§ Task material:
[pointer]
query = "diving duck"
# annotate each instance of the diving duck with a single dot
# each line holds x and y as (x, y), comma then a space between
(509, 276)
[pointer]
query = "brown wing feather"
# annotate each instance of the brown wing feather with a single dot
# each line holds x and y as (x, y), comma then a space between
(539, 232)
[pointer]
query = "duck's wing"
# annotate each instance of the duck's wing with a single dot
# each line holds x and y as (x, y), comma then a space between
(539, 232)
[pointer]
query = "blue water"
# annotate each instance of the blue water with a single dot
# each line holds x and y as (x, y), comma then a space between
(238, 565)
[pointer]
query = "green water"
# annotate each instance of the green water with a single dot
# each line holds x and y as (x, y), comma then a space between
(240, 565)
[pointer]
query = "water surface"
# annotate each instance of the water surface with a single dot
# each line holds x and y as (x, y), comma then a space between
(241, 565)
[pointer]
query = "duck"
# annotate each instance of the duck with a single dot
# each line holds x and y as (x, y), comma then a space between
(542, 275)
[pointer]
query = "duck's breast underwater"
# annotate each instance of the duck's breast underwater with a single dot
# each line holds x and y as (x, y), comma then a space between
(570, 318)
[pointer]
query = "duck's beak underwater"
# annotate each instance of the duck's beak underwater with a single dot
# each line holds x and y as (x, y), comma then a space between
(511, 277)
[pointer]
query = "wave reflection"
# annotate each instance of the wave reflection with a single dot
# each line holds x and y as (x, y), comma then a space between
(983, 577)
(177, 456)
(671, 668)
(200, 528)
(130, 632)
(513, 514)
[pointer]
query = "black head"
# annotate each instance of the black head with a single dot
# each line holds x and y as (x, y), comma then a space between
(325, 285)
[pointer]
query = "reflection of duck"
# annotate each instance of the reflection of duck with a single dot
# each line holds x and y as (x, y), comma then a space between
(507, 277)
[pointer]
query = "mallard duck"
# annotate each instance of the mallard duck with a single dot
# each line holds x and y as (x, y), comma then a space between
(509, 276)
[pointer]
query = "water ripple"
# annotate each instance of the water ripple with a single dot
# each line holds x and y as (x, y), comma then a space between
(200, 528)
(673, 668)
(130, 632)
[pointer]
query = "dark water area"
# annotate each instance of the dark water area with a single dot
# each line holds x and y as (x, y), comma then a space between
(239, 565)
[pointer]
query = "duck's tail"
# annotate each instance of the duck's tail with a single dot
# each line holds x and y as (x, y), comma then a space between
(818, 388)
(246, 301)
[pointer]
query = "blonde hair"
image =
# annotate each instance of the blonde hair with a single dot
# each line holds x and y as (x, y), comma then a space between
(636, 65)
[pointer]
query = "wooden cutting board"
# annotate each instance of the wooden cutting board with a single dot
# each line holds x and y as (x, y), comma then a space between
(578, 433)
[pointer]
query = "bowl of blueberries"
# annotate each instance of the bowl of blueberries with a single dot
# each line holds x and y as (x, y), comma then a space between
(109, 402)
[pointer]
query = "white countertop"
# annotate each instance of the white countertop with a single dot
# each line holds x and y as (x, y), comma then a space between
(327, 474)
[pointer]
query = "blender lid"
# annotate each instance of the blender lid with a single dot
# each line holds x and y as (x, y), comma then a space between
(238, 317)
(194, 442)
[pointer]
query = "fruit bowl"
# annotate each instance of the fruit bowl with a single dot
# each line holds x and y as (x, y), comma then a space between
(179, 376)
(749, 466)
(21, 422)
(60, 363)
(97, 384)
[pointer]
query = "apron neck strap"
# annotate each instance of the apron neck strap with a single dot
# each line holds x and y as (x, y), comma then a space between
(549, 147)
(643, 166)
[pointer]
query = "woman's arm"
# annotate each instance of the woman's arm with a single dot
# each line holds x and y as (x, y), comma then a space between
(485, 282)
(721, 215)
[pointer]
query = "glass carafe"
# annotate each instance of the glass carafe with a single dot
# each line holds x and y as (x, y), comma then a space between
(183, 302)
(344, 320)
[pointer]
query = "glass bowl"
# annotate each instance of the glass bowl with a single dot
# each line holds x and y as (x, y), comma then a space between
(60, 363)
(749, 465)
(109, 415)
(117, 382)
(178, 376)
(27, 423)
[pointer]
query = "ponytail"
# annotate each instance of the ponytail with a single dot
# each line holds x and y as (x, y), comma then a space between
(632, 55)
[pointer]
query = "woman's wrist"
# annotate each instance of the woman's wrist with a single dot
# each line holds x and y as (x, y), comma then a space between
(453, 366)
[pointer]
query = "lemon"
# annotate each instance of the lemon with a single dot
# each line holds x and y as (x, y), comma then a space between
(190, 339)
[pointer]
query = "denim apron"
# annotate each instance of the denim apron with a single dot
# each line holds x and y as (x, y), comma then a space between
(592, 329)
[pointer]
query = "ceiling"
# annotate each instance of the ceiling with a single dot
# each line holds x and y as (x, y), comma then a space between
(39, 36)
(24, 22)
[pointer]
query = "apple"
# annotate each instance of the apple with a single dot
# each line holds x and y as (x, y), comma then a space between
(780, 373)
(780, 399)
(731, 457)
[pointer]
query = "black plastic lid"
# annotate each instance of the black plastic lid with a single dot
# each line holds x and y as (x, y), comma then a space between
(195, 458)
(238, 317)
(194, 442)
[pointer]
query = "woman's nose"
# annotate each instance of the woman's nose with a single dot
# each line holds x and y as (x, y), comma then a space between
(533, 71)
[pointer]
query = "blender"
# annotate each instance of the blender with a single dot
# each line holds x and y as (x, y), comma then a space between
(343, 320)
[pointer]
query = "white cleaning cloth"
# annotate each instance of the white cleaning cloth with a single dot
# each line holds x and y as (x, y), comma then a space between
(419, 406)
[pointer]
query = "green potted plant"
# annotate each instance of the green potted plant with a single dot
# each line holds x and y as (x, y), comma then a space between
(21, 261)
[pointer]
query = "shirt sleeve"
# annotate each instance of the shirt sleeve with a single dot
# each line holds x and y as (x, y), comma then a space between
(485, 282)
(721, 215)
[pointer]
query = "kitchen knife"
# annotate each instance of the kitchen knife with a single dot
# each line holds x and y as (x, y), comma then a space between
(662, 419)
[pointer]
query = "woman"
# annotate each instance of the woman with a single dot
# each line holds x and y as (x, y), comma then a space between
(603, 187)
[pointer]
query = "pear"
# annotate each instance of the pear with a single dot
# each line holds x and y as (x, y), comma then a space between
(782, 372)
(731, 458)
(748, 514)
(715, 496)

§ Exercise:
Copy out every line from the items above that includes the string "ripple".

§ Task output:
query = "water ripple"
# annotate each instance of the water ripple with a single dot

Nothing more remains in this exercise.